** start Supplied records **

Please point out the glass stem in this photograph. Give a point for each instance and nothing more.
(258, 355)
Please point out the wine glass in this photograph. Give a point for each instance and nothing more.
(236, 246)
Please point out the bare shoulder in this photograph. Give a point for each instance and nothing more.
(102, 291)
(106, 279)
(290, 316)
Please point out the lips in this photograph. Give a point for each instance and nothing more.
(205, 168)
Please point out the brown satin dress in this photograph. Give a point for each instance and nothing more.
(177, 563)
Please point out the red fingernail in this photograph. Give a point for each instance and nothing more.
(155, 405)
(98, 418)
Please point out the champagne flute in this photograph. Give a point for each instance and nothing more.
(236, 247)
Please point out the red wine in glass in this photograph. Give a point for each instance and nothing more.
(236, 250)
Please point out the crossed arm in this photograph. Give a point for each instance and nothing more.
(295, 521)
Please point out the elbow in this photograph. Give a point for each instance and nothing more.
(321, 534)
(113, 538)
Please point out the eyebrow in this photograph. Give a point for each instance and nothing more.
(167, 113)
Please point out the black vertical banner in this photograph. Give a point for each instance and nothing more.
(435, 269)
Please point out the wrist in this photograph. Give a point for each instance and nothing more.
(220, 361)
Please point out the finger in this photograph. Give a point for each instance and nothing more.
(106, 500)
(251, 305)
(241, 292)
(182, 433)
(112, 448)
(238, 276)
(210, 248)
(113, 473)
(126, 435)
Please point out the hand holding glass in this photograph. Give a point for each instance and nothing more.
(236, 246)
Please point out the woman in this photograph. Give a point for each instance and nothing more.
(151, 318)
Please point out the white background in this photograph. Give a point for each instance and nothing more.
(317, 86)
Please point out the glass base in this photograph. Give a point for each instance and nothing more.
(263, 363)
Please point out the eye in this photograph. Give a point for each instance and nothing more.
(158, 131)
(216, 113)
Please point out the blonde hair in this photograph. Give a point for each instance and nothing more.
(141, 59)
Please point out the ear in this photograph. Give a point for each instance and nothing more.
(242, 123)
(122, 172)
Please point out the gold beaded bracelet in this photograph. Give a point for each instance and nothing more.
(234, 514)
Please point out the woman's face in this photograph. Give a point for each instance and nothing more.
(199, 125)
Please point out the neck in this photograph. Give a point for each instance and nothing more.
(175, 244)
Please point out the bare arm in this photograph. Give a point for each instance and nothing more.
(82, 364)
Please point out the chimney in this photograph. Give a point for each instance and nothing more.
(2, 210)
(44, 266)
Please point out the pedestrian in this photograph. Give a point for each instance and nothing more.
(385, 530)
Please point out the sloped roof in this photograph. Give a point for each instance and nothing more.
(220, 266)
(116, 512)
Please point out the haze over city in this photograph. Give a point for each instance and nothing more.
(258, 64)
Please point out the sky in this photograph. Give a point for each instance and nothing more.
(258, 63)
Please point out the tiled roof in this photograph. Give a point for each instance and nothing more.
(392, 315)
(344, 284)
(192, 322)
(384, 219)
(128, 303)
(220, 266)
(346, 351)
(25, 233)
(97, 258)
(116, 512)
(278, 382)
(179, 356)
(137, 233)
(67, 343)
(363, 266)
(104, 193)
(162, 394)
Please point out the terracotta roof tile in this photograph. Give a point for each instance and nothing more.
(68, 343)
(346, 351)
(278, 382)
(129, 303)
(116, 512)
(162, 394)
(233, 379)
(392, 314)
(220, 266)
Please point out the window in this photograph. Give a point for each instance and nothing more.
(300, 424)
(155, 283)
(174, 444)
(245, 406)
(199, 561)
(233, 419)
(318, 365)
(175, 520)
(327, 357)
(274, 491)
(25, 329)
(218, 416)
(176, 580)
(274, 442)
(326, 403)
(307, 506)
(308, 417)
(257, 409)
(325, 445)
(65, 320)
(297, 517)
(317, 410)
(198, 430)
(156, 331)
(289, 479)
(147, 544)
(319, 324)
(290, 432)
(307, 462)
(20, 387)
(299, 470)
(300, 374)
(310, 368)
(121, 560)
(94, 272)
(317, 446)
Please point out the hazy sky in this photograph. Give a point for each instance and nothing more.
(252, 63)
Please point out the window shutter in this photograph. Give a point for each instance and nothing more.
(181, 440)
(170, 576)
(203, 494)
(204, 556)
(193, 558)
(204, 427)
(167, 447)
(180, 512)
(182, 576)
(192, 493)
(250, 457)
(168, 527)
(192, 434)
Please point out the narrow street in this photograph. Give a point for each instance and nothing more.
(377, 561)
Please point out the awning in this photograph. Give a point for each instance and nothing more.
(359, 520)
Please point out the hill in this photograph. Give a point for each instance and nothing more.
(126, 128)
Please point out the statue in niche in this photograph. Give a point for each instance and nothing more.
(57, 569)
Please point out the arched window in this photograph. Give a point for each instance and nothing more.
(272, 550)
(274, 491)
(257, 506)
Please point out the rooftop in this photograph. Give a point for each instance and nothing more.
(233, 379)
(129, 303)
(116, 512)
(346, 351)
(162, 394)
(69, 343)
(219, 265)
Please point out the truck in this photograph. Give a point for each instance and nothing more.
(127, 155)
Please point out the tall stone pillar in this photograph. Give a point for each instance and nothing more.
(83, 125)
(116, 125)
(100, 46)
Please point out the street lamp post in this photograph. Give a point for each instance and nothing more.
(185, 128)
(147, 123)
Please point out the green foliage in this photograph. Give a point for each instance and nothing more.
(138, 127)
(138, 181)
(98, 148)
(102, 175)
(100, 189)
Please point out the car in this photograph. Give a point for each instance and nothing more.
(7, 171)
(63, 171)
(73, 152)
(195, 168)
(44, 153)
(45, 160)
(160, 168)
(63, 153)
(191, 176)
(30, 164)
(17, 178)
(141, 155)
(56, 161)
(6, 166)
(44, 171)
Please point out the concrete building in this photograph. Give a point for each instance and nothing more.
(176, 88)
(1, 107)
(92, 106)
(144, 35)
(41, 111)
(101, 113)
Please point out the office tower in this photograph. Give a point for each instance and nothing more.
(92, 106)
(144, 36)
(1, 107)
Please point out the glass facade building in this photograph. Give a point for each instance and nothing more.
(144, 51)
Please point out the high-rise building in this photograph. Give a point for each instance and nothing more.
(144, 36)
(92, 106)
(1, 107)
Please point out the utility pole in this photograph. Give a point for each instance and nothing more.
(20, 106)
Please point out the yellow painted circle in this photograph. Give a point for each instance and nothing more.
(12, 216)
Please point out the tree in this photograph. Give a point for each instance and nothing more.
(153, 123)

** end Supplied records **

> _Directive_
Reproduce all data above, unchanged.

> _Response_
Please point out the glass stem in this photograph. Give a point for each instance and nothing more.
(258, 355)
Please point out the wine glass in this photograph. Give a point for each instance and nothing more.
(236, 246)
Please point out the bare shoulder in this photograph. Give a point for each instance and nothing more.
(102, 291)
(106, 279)
(290, 316)
Please point out the lips in this photograph. Give a point for each instance and nothing more.
(205, 168)
Please point out the brown satin dress in this photograph. Give a point for each instance and nothing more.
(177, 563)
Please point out the red fingernail in this photograph. Give a point for each instance and nothing more.
(155, 405)
(98, 418)
Please point out the champagne flute in this photograph. Give a point for each instance and nothing more.
(236, 247)
Please point out the red wine in glass in this photograph. Give a point for each instance and nothing more.
(236, 250)
Please point out the crossed arm in this photograph. Give a point for each instance and nothing more.
(295, 521)
Please point out the elbow in this photograph. Give a point for each instance and nothing more.
(321, 534)
(113, 538)
Please point out the eyebrow in this photograph. Give a point for each instance and nothing more.
(167, 113)
Please point out the black vertical banner in this photograph. Give a point for each instance and nothing more.
(435, 269)
Please point out the wrist in this photograph. Give a point for each instance and nothing more.
(220, 361)
Please point out the finger in this photograph. Give a point for each instance and nothing more.
(106, 500)
(251, 305)
(241, 292)
(182, 433)
(112, 448)
(238, 276)
(210, 248)
(113, 473)
(126, 435)
Please point out the hand holding glass in this photograph. Give a point for each instance and nothing more.
(236, 246)
Please point out the woman in this photograph. Give a point for each instance and nothing more.
(151, 318)
Please point out the white background in this photograph. Give a point for each instance and nothing more.
(317, 86)
Please point out the glass base in this photograph. Give a point for each instance and nothing more.
(263, 363)
Please point out the eye in this photograph. Give a point for each instance and nothing more.
(158, 131)
(216, 113)
Please point out the blonde hair in this photograph. Give a point for each instance and nothing more.
(141, 59)
Please point out the ear in this photograph. Give a point for each instance and nothing more.
(242, 123)
(122, 172)
Please point out the gold beaded bracelet in this photograph. Give a point for each instance and nothing more.
(234, 514)
Please point out the woman's face in this photograph. Give a point for each instance and nothing more.
(199, 125)
Please point out the neck in this photograph. Give a point for each instance and nothing more.
(175, 244)
Please point out the bare arm in this photograph. Give a point for each instance and nothing more.
(82, 364)
Please point out the chimney in this photograph. Give a point for each instance and nothing more.
(2, 210)
(44, 266)
Please point out the pedestrian in this photograph. Give a point for each instance and nothing more.
(385, 530)
Please point out the sloped roof in this photograph. Give a point for each instance and nothing more.
(220, 266)
(116, 512)
Please point out the haze over city in this photograph. Give a point for each instance and nothing more.
(258, 64)
Please point out the sky in this photograph. Give a point for each instance and nothing more.
(258, 63)
Please point out the tiled roof in this photograph. Give a point for each instance and nothing more.
(392, 315)
(344, 284)
(192, 322)
(384, 219)
(128, 303)
(220, 266)
(346, 351)
(25, 233)
(97, 258)
(116, 512)
(278, 382)
(179, 356)
(137, 233)
(67, 343)
(363, 266)
(104, 193)
(162, 394)
Please point out the terracotta roof tile in this photograph. Give a point for each instance and nothing more.
(68, 343)
(346, 351)
(278, 382)
(129, 303)
(116, 512)
(162, 394)
(233, 379)
(392, 314)
(220, 266)
Please point out the window in this photograph. Give a point for each instance and nothing more.
(300, 424)
(155, 283)
(174, 444)
(245, 406)
(199, 561)
(233, 419)
(318, 365)
(175, 520)
(327, 357)
(274, 491)
(25, 329)
(218, 416)
(176, 580)
(274, 442)
(326, 403)
(307, 506)
(308, 417)
(257, 409)
(325, 445)
(65, 320)
(297, 517)
(317, 410)
(198, 430)
(156, 331)
(289, 479)
(147, 544)
(319, 324)
(290, 432)
(307, 462)
(20, 387)
(299, 470)
(300, 374)
(310, 368)
(121, 560)
(94, 272)
(317, 446)
Please point out the hazy sky in this photograph. Give a point for each instance and nothing more.
(252, 63)
Please point out the window shutter in this photograph. Give a point for each instance and nothing more.
(181, 440)
(170, 576)
(203, 494)
(204, 556)
(193, 558)
(204, 427)
(167, 447)
(180, 512)
(182, 576)
(192, 493)
(250, 457)
(168, 527)
(192, 434)
Please point out the narrow street in this photograph. Give a point for each instance and nothing more.
(377, 561)
Please point out the awning in this photograph. Give a point for each instance and nothing more.
(359, 520)
Please point out the hill in this photograph. Give a point for each instance and nothing more.
(126, 128)
Please point out the statue in niche in this photograph. Give a point for each instance and nothing more.
(57, 569)
Please point out the arched window in this photograph. Give a point for each instance and nothing more.
(272, 550)
(274, 491)
(257, 506)
Please point out the rooftop in this photograph. Give a point for each instance and nothing more.
(233, 379)
(129, 303)
(116, 512)
(346, 351)
(162, 394)
(69, 343)
(219, 265)
Please point out the truck in this photograph. Give a point for each instance and nothing more.
(127, 155)
Please point out the tall stone pillar in this photograph. Give a point for each instance and nothing more.
(83, 125)
(116, 125)
(100, 46)
Please point out the street lamp post in this photograph. Give a point for each instance and nothing more.
(185, 128)
(147, 123)
Please point out the green foliage in this photograph. Give a point for each instance and nothing more.
(138, 127)
(138, 181)
(98, 148)
(102, 175)
(100, 189)
Please point out the car in this photograph. Give a point for each instance and nothing more.
(7, 171)
(63, 171)
(73, 152)
(195, 168)
(44, 153)
(45, 160)
(160, 168)
(63, 153)
(191, 176)
(30, 164)
(17, 178)
(141, 155)
(56, 161)
(6, 166)
(44, 171)
Please point out the concrete building in this photograph. Give a point for each instance and nothing more.
(176, 88)
(1, 107)
(92, 106)
(144, 35)
(41, 111)
(101, 113)
Please point out the office tower in this photograph. Give a point for each instance and nothing more.
(92, 106)
(144, 36)
(1, 107)
Please point out the glass facade building in this photograph. Give a point for each instance and nothing more.
(144, 51)
Please point out the high-rise building in this photograph. Give a point for each instance and nothing more.
(144, 36)
(92, 106)
(1, 107)
Please point out the utility pole in this photograph. Give a point for each instance and nothing more.
(20, 106)
Please point out the yellow painted circle in this photograph. Give a point for each instance and nothing more.
(12, 216)
Please point out the tree in this photograph. Give a point for each instance and nothing more.
(153, 123)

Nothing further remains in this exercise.